> [WRITTEN REQUEST 1]
Answer these about the blog post on web standards:
(a) Which encryption scheme did a Chinese research team break?
(b) What did Microsoft say it will release for WinXP before the next version of Windows ships?
(c) Which three things do commenters beg Internet Explorer to support?
> [WRITTEN REQUEST 2] Please carry the blog post on web standards forward from its last paragraph, writing the next part in the same voice.

> [EXTRACT PROVIDED]
2/17/2005

Standards

Filed under: — Dan @ 11:10 am

What should have been the biggest tech story of yesterday - that a Chinese research team has “broken” the SHA-1 encryption scheme repeatedly and in far fewer attempts than brute force would require - was overshadowed by an announcement of another kind: that Microsoft will release Internet Explorer 7 for WinXP before the next version of Windows ships.

The IE7 announcement link above leads to the official Internet Explorer weblog, on which comments are enabled. As you might expect, the comments for the IE7 announcement are both numerous and, in most cases, inane.

Since no new specific features/capabilities have been announced other than a desire to make web browsing more secure, you’ll find the comment thread littered with begging, pleading, and cajoling to get IE to finally support the things that all other browsers support - the full CSS standard. Alpha PNG support. Support for the application/xhtml+xml MIME type. You know, the usual suspects.

There’s also a great deal of Firefox/Apache/Apple/Open Source vs. Microsoft bickering. There’s plenty of stupidity on both sides of the fence and I’ve been around the block enough to know not to get sucked in by trolls. However, one argument is made by the pro-MS camp with such sincerity that I believe it to be the genuine thinking of Redmond’s loyalists. Unfortunately, it’s so utterly backward, it’s motivated me to write this inordinately long post. :)

The thinking, to the best of my understanding, goes like this - “standards are for the weak - Microsoft is out front innovating and pioneering the web experience with IE and .Net and if a few standards get mangled or ignored along the way, so be it. I’d rather see ‘gee whiz’ technology coming from MS than every standard from slow, irrelevant standards bodies catered to.”

> [RECORDED DATA]
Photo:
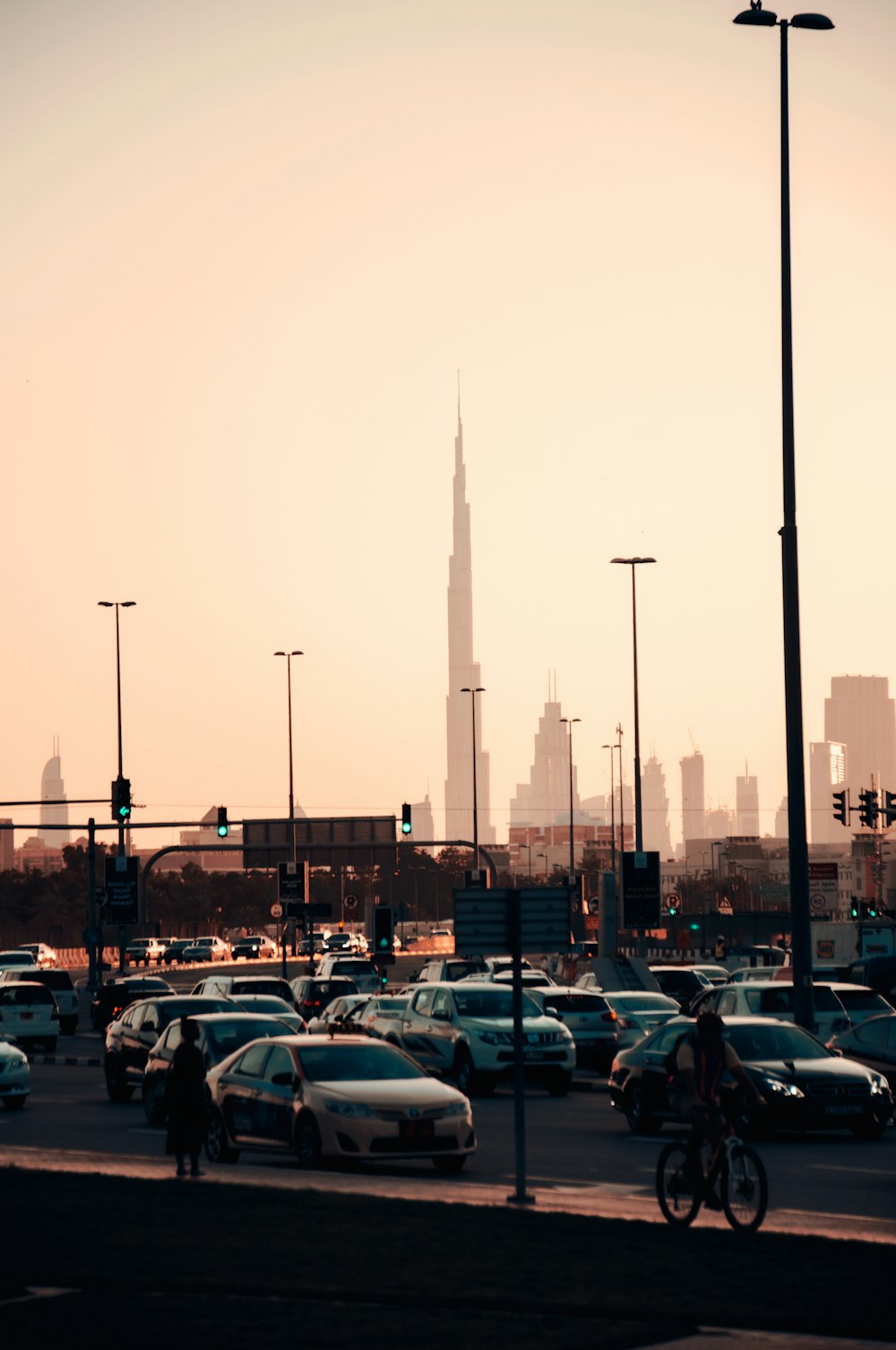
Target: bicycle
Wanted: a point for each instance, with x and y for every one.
(736, 1174)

> [EXPECTED OUTPUT 1]
(a) SHA-1
(b) Internet Explorer 7
(c) The full CSS standard, alpha PNG support, and the application/xhtml+xml MIME type

> [EXPECTED OUTPUT 2]
The problem with this line of thinking (other than the fact that anyone who thinks .Net is a compelling technology compared to Java is mentally ill) is that it has to be motivated by a very, very narrow worldview - I’m thinking the “technology experts” who hold these beliefs do not have any practical experience with large companies and the way that global commerce takes place on a meaningful level. In a small-to-medium sized company, you’re more than likely focused on doing your thing and doing it well - trying to establish yourself as a player. You’ve got to be very focused, because if you don’t develop your differentiators then you can’t get your foot in the door, and if you don’t build relationships based on high-quality interactions with customers and partners, you can’t stay there. In this mode, buying in to low-cost, proprietary software that can be supported by an abundant, cheap labor supply could not only work, it might even make sense - temporarily.

Once you’re in the game, though, there’s only two ways to increase profits - by growing revenue and by decreasing cost. Growing revenue can mean diversifying your product/service line and selling to your existing customer base, doing more of what you’re already doing, getting more customers, or some combination. Revenue growth isn’t easy, but reducing cost can be even harder - it requires innovation. It means finding ways to do the same thing faster and cheaper while maintaining a level of quality that doesn’t sink your relationships. This could be anything from automating tasks with technology to finding more efficient ways to interact with the people you buy from and sell to.

When you’re using technology to reduce cost and implement newer, better, faster business processes, you don’t want one hand tied behind your back. Maybe there’s an open-source piece of software that would be perfect for a new process you want to implement, or there’s a great piece of communications software that’s only available on a commercial Unix. Gosh, it’d be great if you could use the best tool for the job on a process-by-process basis and have all of those tools interoperate. If you’re using standards-based software, then you could… but no, you locked in to a proprietary system way back when - and now you either have to engineer your business processes around your software’s capability (the tail wagging the dog, to be sure, but you’d be stunned to learn how much time/money Microsoft spends on trying to convince companies to do just this), spend a lot of money creating custom interfaces between your tools, or re-engineer everything to phase out your proprietary systems and bring in open standards. None of those options sound particularly nice when the whole point was to think of newer, less expensive ways to do business.

Standards allow business leaders to use the best, most cost-effective tools available to support their business processes while minimizing the cost of integration. Standards are therefore essential within an enterprise for maximum cost efficiency.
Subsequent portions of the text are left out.